:: What you need to do ::
a: Copy every line of the records below that contains the string "heather", matching case exactly.
b: Continue the blog entry titled "Silence" below from the point where it stops.

:: Source text ::

+++

Tuesday, March 21, 2006

Silence

In an appearance last Sunday on CBS "Face the Nation," Vice President Dick Cheney dismissed suggestions that the Bush White House was in need of a shake-up. "I don't think we can pay any attention to that kind of thing," Cheney said. "The president has got a job to do. ... He ignores the background noise that's out there in the polls that are taken on a daily basis."

I'll leave the discussion about politics, responsibility to the thoughts of the electorate and the question of accountability for the government's less than stellar performance to other bloggers who do it far better than I. What caught my attention instead in Cheney's remarks was the comment about ignoring "the background noise."

+++

Rows of box annotation data

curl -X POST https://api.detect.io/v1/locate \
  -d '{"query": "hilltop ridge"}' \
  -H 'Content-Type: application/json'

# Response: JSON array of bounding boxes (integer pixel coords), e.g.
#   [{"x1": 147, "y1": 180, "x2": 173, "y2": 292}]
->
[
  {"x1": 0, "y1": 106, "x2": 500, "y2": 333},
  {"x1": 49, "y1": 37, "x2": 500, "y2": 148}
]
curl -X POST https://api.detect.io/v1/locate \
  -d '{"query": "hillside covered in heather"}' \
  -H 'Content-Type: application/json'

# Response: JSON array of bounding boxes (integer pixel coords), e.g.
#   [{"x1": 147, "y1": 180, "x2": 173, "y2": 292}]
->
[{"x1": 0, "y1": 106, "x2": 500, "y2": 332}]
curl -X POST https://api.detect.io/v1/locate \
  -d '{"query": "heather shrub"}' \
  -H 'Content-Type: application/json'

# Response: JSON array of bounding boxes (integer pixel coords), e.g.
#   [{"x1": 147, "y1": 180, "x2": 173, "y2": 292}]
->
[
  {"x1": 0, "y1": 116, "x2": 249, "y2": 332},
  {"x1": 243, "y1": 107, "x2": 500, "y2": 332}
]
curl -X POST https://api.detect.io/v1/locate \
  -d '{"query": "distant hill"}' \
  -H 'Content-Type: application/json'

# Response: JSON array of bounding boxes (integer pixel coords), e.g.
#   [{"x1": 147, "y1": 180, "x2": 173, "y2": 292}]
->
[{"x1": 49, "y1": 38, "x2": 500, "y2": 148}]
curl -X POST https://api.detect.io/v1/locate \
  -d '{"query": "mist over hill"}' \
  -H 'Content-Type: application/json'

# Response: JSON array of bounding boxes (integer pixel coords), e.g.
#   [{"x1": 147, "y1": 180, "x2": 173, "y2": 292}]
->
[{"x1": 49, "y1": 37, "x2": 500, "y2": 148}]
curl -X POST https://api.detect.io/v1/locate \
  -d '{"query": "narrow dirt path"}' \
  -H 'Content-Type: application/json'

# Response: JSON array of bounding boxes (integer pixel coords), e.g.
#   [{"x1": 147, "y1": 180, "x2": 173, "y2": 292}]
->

+++

:: Responses by task ::
a:
  -d '{"query": "hillside covered in heather"}' \
  -d '{"query": "heather shrub"}' \

b:
Everywhere I turn I am bombarded with noise. After accepting the 5:10 am alarm's disruption of the last remnants of a restful sleep, I surrender again to the call to turn over another 12 hours of life to the job that provides a roof over my head and food on the table. The morning commute is a wrestling match whereupon the latest audiobook mystery, whats going on in the world and precious silence vie for supremacy. Once at work, I really cherish the quiet stillness of that first hour in my office before the prisoners begin to assemble for their interview and classification.

I have a colleague who inevitably perches herself in my office each morning and revs her mouth to rob me of my silence. With a voice sounding like the cross between a manic Mickey Mouse and the fast talking guy on the old Fed Ex commercial, she eats up the entire hour in noisy chatter barely giving herself time to breathe or leaving me the opportunity to voice anything more than a couple of words here and there. I must carefully weigh the desire to offer my word or two knowing that to do so is likely to send her on another verbal expedition. If you recall the old Gilda Radner character Rosanne Rosanadana on Saturday Night Live then you know my colleague Deb and her daily assault on my quiet time.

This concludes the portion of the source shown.